▸ **Given exercise**
Give back exactly the lines from the one holding "cluster in the photo above." to the bottom of the material, both included, and nothing more. No pictures.

— Begin Task input —

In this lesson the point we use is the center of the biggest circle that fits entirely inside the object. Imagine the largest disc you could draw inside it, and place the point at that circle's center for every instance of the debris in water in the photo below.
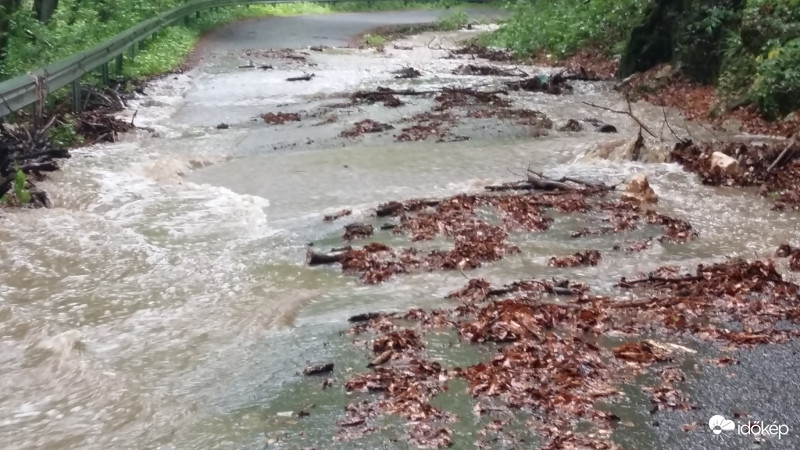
(587, 258)
(365, 126)
(306, 77)
(483, 70)
(407, 73)
(280, 118)
(357, 230)
(337, 215)
(318, 369)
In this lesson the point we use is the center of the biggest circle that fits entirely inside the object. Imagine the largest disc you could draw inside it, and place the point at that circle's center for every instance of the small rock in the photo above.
(664, 72)
(571, 125)
(639, 189)
(607, 129)
(725, 163)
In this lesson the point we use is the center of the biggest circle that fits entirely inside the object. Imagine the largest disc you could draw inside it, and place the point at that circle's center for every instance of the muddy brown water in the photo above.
(164, 302)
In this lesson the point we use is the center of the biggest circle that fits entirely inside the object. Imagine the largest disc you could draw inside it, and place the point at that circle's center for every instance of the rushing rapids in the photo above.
(165, 300)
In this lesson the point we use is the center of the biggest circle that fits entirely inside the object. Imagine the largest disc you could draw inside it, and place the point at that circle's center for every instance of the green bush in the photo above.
(563, 27)
(762, 61)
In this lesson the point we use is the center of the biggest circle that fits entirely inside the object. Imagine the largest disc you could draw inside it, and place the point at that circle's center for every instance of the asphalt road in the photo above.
(334, 30)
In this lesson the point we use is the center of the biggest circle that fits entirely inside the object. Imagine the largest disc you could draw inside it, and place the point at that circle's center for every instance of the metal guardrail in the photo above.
(26, 90)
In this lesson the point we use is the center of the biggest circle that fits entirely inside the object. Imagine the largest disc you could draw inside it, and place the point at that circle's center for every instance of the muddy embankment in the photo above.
(502, 257)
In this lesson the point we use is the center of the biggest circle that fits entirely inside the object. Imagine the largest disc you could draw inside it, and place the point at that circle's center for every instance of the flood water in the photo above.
(164, 301)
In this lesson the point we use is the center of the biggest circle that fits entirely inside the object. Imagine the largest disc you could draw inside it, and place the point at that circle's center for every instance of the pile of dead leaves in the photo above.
(787, 251)
(365, 126)
(553, 364)
(662, 86)
(280, 118)
(463, 220)
(754, 161)
(587, 258)
(461, 97)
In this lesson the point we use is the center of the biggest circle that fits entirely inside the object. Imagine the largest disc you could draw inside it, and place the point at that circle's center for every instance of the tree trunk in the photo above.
(653, 41)
(44, 9)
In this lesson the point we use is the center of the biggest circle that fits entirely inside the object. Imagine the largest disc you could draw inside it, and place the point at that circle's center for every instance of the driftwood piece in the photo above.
(318, 369)
(381, 359)
(337, 215)
(789, 150)
(357, 230)
(537, 181)
(318, 259)
(363, 317)
(306, 77)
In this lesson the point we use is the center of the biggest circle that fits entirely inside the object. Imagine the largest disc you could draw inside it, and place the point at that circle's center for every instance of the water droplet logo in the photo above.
(718, 424)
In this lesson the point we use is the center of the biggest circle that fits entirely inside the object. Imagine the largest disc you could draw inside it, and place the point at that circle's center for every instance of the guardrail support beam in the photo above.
(104, 73)
(76, 96)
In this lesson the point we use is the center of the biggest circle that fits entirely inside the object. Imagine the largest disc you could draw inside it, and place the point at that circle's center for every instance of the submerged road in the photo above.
(164, 302)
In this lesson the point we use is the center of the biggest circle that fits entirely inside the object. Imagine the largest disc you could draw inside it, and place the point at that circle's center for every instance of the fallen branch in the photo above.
(317, 259)
(628, 113)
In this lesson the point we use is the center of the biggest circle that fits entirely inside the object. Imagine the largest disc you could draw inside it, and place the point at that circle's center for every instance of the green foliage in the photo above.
(20, 188)
(21, 194)
(564, 27)
(702, 34)
(762, 58)
(453, 21)
(164, 53)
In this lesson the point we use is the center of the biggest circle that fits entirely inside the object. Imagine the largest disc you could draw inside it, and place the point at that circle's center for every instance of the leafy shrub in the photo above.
(565, 26)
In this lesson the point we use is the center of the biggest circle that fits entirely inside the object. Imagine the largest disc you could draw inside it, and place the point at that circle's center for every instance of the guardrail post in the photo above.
(76, 96)
(104, 72)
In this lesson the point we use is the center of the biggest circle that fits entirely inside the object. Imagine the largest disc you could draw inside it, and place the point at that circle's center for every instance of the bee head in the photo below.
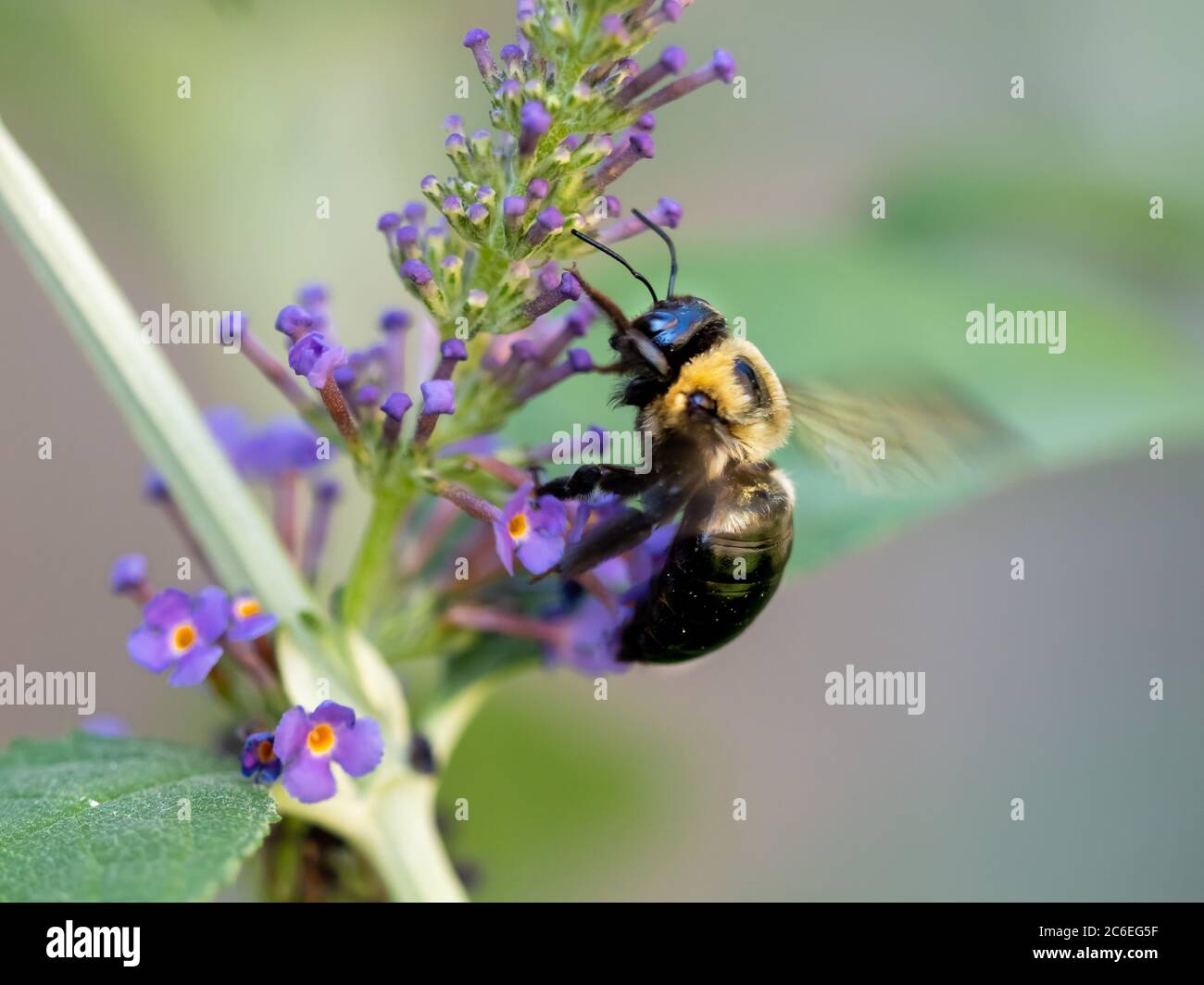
(681, 324)
(727, 403)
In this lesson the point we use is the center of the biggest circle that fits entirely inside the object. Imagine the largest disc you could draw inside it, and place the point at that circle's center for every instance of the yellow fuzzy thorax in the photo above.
(746, 432)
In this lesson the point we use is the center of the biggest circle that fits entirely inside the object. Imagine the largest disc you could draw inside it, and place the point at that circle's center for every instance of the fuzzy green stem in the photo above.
(374, 555)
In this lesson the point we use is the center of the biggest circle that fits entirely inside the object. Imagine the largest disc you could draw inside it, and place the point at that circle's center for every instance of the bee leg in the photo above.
(603, 301)
(609, 479)
(621, 533)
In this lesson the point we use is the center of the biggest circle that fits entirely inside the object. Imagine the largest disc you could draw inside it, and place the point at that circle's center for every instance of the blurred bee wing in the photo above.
(892, 443)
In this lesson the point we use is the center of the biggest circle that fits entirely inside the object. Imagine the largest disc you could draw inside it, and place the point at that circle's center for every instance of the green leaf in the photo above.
(232, 530)
(87, 819)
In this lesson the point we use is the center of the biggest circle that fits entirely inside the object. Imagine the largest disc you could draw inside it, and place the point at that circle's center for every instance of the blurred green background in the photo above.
(1035, 689)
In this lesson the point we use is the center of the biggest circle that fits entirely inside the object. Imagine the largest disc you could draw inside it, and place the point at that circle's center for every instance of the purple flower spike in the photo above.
(294, 321)
(248, 619)
(477, 41)
(396, 405)
(181, 632)
(259, 759)
(722, 67)
(128, 573)
(394, 319)
(548, 223)
(536, 122)
(509, 92)
(573, 327)
(438, 396)
(672, 60)
(612, 27)
(406, 237)
(417, 272)
(637, 147)
(307, 743)
(667, 213)
(277, 448)
(536, 533)
(549, 275)
(578, 361)
(589, 640)
(569, 288)
(316, 359)
(452, 351)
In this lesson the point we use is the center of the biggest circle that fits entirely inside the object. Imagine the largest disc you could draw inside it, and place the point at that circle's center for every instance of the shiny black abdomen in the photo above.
(715, 580)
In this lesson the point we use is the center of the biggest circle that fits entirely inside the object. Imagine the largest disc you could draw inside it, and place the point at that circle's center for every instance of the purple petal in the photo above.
(211, 613)
(541, 553)
(308, 778)
(128, 572)
(359, 748)
(194, 666)
(505, 545)
(332, 713)
(438, 396)
(290, 732)
(148, 648)
(168, 608)
(517, 504)
(552, 517)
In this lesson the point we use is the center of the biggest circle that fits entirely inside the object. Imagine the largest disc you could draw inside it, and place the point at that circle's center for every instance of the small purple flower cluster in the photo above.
(306, 743)
(184, 632)
(188, 635)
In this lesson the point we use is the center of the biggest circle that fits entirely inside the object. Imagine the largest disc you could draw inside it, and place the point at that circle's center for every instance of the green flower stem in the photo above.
(372, 563)
(393, 824)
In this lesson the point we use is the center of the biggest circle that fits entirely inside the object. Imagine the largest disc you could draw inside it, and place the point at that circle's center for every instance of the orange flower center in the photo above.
(321, 739)
(183, 636)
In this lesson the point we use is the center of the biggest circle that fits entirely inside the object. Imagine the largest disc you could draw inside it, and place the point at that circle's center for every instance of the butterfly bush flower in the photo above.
(259, 759)
(536, 533)
(128, 573)
(181, 632)
(494, 315)
(308, 742)
(248, 619)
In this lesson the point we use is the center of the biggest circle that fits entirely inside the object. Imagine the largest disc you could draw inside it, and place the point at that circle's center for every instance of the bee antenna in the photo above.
(669, 243)
(614, 256)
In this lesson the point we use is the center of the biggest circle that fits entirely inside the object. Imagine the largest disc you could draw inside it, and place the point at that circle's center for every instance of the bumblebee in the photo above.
(715, 411)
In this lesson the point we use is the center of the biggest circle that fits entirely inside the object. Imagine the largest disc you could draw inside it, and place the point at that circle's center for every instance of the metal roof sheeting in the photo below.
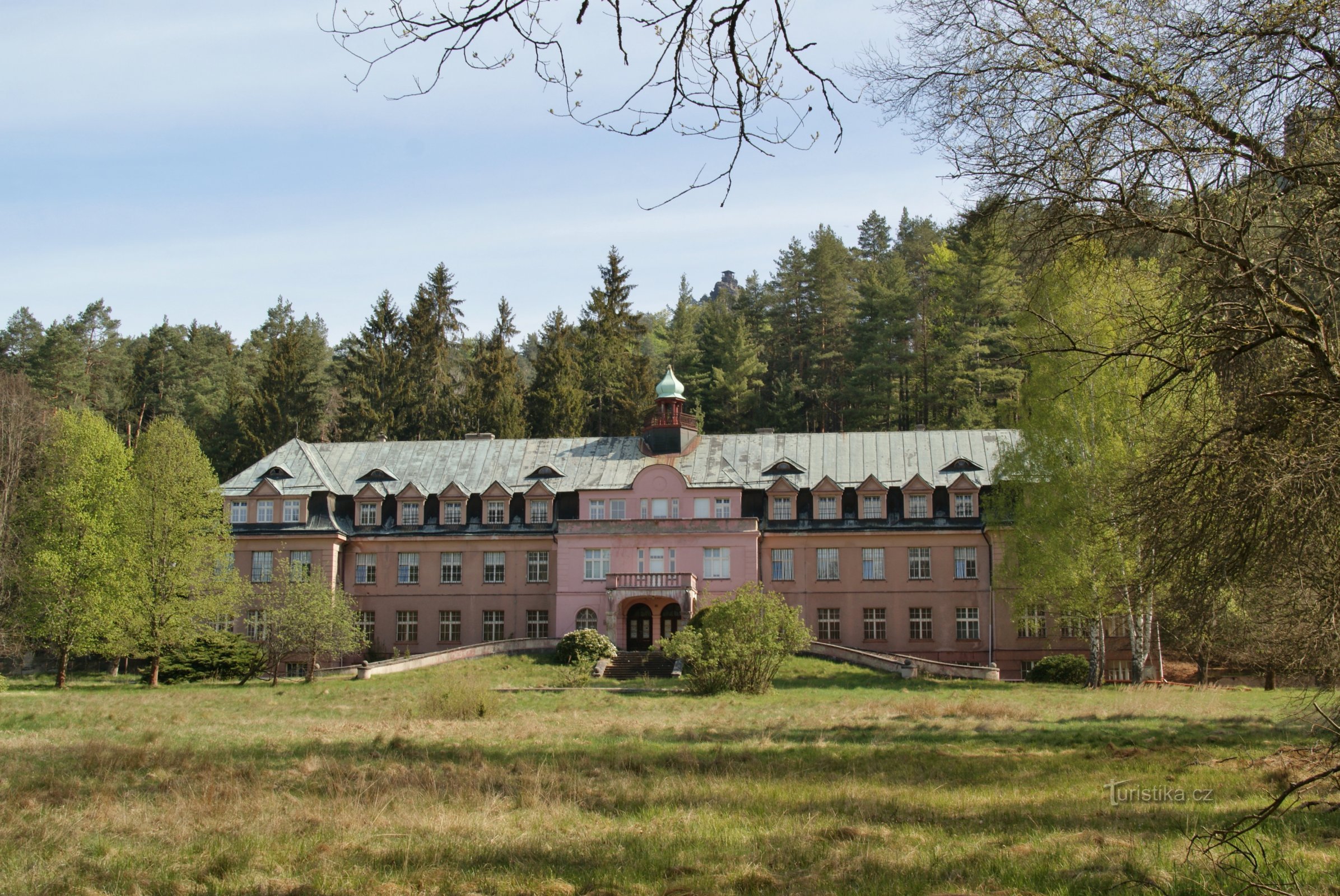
(719, 461)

— End Task input —

▸ **Finished answer**
In this lesson the point we use is the center of the biggest circle that fits entirely inside the object. Imagine the largest disc you could draw inside it, and place the point at that circle's center for every instance of the small purple flower cluster in the photo above.
(306, 743)
(184, 632)
(188, 635)
In this lesson the point we use is the center of the biggest circle that fits entirely inside the object. Imagine the largest disc you could draw inside it, and place the point at that circle's center for every instance of the green flower stem in the photo above.
(372, 563)
(393, 824)
In this lesson the point we use is the center of the biggest circle that fits entirely inside the object. Imagine the largest disc you could draw inside it, and place the point at that circle's center for every instance of the orange flower center in the photo above.
(321, 739)
(183, 636)
In this lesson the point we use is the center of the biggest circle that fits entirely inside the object. Imagine the largest disc you could draw inside it, and place the point at that circle's center for every instance of the butterfly bush flower in the photo above.
(259, 759)
(536, 533)
(128, 573)
(181, 632)
(494, 315)
(308, 742)
(248, 619)
In this lesson the point we use is the center of the biggest circle that fits entirely inside the object. Imagine the largest disc you could draw inside it, and place the point at that circle's center for every instance of the bee antenna in the photo above.
(669, 243)
(614, 256)
In this lesson the point we use is the center of the biggest circle that fits entirely inside the object. Imagine the largest disc you could draw inside it, and place the point at that circle's center for every instance of the bumblebee in the photo above.
(715, 411)
In this lesson the point we use is the center of the biggest circle that fits entirely inside the object. Imagine the largest disc you could draw inside it, and place the point at that circle's center for every instance of the metal roof sheeting in the photo below.
(719, 461)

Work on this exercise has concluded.